» **EXERCISE OBJECTIVE**: Add 90 to every x and y coordinate in the answers, starting with the line that contains "[locate] man (a" and going on through the last of the rows below. Write all of those lines out again, keeping the requests unchanged.

[Dataset records]
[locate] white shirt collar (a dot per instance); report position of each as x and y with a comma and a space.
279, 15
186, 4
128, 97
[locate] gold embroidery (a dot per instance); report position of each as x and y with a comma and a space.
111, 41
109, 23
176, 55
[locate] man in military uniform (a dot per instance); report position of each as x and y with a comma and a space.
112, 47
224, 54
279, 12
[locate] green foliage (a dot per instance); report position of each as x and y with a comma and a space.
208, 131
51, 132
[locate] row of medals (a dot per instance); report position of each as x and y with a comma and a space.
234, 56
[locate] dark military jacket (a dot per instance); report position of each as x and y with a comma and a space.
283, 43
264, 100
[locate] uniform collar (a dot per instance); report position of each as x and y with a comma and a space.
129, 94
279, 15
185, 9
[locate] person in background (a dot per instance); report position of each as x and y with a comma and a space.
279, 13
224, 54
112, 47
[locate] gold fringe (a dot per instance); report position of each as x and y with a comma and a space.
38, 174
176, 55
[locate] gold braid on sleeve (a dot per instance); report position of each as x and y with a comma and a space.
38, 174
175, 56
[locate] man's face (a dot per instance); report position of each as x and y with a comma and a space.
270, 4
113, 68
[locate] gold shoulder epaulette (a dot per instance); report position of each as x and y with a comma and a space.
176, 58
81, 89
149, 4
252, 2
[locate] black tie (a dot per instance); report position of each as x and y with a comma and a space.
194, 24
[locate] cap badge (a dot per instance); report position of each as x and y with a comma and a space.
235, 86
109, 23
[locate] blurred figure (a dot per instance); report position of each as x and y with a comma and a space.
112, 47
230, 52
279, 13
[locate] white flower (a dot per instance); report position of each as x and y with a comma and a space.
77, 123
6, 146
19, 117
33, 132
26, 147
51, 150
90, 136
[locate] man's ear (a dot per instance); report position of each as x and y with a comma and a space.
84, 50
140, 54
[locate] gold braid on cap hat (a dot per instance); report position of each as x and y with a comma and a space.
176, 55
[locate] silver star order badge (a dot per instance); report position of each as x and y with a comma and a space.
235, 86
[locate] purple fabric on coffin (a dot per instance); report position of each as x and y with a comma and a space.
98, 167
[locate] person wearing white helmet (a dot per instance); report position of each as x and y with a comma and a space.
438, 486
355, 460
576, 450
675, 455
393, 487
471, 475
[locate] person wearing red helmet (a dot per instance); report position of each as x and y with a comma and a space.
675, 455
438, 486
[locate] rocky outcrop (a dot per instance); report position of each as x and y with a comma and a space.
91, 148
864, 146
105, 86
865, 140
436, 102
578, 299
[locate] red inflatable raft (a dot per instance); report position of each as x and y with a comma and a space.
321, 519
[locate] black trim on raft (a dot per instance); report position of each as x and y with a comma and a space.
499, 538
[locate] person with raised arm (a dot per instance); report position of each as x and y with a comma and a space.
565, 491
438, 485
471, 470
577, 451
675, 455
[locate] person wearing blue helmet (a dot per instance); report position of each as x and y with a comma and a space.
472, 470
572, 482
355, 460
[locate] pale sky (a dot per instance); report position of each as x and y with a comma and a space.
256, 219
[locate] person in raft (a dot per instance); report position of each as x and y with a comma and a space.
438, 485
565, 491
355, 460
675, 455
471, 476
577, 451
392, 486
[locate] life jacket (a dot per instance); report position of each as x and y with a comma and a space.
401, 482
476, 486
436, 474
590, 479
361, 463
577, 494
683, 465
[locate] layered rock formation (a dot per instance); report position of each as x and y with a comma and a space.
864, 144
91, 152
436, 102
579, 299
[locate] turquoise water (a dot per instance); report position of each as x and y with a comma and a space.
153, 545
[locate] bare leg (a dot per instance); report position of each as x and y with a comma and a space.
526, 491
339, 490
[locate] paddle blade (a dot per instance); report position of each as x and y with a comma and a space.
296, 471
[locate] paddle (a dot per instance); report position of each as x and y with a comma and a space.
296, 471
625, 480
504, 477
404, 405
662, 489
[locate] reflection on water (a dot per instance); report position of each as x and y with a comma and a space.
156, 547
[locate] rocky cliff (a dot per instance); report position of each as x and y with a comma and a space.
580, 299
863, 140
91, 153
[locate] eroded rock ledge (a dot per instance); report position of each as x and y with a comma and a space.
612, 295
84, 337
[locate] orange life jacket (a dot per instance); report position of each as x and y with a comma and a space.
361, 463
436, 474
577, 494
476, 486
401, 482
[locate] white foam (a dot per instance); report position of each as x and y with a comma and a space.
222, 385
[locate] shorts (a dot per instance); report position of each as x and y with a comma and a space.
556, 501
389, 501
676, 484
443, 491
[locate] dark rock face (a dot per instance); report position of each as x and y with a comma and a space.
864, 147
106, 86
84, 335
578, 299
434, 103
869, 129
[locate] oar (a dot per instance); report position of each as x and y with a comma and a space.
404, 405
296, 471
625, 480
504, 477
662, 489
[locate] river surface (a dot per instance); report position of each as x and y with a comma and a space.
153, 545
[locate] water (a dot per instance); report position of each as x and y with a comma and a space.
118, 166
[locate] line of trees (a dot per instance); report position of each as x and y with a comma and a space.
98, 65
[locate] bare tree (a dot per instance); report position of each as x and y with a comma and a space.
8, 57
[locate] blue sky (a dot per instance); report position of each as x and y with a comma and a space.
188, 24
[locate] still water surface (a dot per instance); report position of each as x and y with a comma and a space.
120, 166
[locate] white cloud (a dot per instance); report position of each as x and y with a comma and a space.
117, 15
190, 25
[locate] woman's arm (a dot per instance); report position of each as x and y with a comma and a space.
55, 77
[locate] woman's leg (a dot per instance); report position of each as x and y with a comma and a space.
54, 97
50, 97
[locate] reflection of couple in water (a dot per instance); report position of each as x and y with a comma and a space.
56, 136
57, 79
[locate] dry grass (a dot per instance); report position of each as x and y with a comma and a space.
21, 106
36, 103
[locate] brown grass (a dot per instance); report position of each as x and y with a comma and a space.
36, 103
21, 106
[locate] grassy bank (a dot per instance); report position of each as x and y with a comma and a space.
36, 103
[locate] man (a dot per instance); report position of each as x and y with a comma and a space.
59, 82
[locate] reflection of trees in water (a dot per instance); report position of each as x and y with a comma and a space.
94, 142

» **EXERCISE OUTPUT**:
[locate] man (a dot per instance); report position of each as x and y with a comma and a space.
149, 172
[locate] reflection of trees in water (a dot per instance); report position of each as x and y with a comma and a space.
184, 232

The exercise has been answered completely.